[Region pointing data]
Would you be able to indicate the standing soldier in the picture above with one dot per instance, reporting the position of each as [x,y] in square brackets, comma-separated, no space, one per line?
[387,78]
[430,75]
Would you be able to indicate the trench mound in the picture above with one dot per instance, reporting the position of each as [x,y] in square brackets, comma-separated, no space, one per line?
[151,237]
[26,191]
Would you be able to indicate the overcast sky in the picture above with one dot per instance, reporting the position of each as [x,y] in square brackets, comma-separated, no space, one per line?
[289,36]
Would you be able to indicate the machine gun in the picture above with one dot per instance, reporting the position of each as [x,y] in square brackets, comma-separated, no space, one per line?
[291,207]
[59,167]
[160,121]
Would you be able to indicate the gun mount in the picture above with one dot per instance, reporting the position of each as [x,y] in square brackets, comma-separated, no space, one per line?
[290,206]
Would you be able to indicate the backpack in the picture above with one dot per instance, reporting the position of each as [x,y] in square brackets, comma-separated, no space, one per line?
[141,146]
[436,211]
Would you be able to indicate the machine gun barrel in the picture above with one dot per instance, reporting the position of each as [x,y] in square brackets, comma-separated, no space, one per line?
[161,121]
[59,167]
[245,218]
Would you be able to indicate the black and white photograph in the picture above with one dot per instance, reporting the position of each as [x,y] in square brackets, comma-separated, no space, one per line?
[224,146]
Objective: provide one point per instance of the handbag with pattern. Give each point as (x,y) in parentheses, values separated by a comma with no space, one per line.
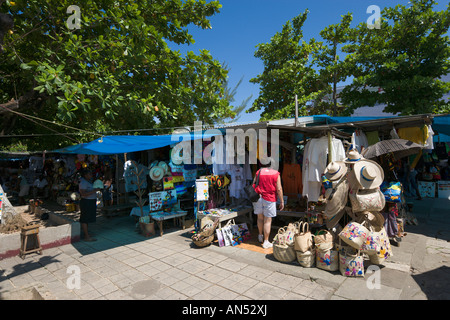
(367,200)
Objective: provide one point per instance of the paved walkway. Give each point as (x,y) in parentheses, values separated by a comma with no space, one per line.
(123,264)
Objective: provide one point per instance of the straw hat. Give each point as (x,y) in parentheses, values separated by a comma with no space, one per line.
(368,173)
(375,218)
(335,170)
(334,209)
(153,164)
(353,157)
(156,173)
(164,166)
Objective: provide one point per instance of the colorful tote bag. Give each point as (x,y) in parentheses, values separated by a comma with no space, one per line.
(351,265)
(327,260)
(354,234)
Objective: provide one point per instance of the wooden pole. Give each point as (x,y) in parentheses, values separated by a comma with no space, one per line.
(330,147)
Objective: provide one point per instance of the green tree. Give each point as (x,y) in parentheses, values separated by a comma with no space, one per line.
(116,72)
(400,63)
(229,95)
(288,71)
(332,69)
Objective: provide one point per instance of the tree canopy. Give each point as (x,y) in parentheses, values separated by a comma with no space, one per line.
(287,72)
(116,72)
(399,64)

--

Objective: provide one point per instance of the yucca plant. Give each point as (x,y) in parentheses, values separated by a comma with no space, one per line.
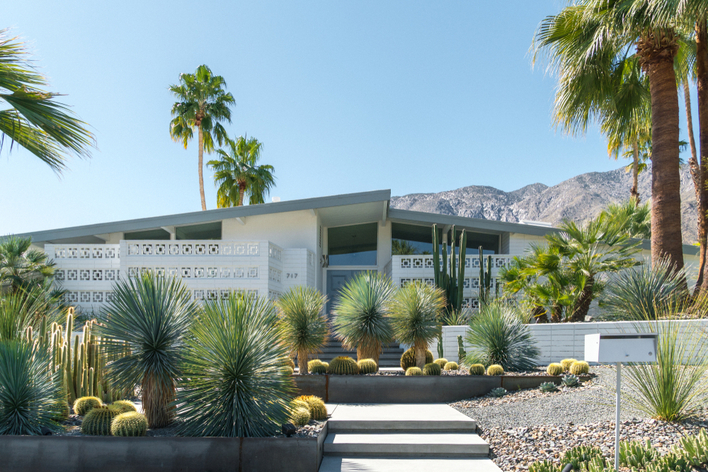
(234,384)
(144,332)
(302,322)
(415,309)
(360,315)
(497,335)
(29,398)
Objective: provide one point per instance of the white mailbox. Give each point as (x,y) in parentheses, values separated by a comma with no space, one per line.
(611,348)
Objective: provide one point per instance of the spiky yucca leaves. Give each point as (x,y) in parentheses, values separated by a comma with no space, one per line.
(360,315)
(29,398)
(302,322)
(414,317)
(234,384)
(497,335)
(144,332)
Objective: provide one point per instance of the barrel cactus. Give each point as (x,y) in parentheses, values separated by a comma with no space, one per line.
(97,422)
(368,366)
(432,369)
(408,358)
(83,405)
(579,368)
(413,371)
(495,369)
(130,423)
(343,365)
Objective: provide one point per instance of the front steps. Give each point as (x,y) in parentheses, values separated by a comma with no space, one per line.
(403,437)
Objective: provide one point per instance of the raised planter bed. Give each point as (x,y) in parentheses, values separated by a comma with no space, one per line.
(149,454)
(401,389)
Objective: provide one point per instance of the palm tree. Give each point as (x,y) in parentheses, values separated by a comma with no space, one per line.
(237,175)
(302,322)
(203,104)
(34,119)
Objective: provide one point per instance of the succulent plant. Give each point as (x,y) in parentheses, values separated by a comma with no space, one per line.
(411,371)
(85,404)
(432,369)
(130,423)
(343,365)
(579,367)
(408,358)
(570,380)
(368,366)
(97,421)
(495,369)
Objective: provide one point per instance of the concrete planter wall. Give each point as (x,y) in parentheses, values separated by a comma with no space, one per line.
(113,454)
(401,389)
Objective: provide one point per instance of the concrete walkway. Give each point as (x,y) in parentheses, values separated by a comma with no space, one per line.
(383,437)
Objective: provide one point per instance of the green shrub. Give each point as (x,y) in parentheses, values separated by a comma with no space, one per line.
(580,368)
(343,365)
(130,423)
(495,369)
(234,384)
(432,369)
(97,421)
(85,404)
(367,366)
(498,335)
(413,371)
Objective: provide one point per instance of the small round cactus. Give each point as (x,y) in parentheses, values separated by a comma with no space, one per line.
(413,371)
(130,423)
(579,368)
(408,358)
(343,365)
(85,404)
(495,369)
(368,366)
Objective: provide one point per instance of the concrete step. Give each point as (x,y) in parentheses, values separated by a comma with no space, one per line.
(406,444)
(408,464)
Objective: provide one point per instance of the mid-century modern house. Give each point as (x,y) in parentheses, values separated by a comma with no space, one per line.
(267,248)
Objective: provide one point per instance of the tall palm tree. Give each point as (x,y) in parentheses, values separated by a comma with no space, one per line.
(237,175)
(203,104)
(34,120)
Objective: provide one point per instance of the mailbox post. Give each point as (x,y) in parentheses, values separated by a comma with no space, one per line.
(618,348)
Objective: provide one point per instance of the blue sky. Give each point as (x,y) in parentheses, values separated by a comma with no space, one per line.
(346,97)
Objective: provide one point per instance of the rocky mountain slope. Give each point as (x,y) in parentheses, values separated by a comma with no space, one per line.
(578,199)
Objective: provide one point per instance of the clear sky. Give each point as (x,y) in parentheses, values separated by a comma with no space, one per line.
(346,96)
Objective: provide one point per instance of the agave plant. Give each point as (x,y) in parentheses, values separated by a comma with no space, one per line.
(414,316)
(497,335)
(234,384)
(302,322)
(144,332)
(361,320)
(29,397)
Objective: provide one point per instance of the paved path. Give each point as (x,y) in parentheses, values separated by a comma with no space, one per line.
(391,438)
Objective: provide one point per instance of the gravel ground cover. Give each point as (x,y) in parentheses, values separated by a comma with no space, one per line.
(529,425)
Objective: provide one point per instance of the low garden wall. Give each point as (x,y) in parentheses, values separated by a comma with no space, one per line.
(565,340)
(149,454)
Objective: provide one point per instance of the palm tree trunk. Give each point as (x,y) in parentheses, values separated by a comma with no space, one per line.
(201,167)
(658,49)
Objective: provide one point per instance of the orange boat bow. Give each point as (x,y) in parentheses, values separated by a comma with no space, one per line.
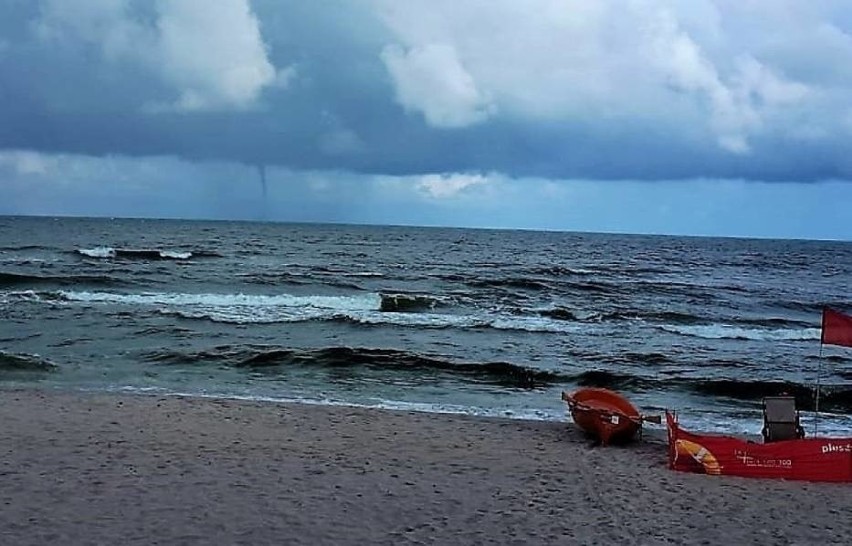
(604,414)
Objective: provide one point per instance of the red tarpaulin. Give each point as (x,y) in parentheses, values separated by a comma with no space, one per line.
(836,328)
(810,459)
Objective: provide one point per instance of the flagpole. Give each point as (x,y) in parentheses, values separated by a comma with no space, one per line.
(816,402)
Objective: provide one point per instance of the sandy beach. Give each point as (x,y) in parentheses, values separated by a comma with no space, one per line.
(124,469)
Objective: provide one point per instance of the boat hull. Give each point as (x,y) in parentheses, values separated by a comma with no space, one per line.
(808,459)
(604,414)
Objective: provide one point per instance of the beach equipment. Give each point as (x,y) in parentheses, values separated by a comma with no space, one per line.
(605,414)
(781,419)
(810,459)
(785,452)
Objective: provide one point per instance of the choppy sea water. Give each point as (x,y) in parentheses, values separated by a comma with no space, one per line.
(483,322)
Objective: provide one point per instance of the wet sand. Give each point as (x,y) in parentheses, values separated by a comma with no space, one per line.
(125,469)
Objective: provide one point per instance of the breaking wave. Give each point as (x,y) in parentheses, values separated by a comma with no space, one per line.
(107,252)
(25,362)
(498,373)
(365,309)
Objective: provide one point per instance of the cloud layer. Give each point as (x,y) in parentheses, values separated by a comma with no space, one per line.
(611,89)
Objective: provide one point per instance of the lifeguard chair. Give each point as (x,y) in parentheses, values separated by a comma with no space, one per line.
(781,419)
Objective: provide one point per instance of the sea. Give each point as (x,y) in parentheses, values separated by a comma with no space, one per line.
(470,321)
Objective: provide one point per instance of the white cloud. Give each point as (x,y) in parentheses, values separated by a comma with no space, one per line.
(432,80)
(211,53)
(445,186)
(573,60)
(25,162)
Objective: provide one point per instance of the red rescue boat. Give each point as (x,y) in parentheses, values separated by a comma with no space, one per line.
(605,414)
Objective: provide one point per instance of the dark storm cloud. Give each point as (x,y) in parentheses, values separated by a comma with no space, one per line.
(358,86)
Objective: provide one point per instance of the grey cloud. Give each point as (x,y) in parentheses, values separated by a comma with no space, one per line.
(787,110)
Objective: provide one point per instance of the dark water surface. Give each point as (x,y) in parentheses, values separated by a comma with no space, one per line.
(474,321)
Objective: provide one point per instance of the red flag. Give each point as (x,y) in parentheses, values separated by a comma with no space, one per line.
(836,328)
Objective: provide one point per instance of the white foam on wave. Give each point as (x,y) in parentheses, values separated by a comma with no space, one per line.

■ Brief ■
Return exactly the lines above from the line that has "Objective: provide one point per instance of the grey" through the line that has "Objective: provide one point per instance of the white foam", inclusive, and nothing else.

■ Reply to the task ■
Objective: provide one point per instance of the grey cloud. Give each point as (x,y) in parentheses, values separated by a comma with no space, one per line.
(787,110)
Objective: provide one point per instance of the dark water surface. Give each point as (x,y) in parentheses, values separated by a comma with no space, one per line.
(474,321)
Objective: provide one point per instance of the red flag. Give each point as (x,y) in parentheses, values separated by a comma with no space, one per line.
(836,328)
Objective: provide one point per instance of the white foam on wave. Give each point as (x,y) in parentheses, values separated by a comma with no space, one per line.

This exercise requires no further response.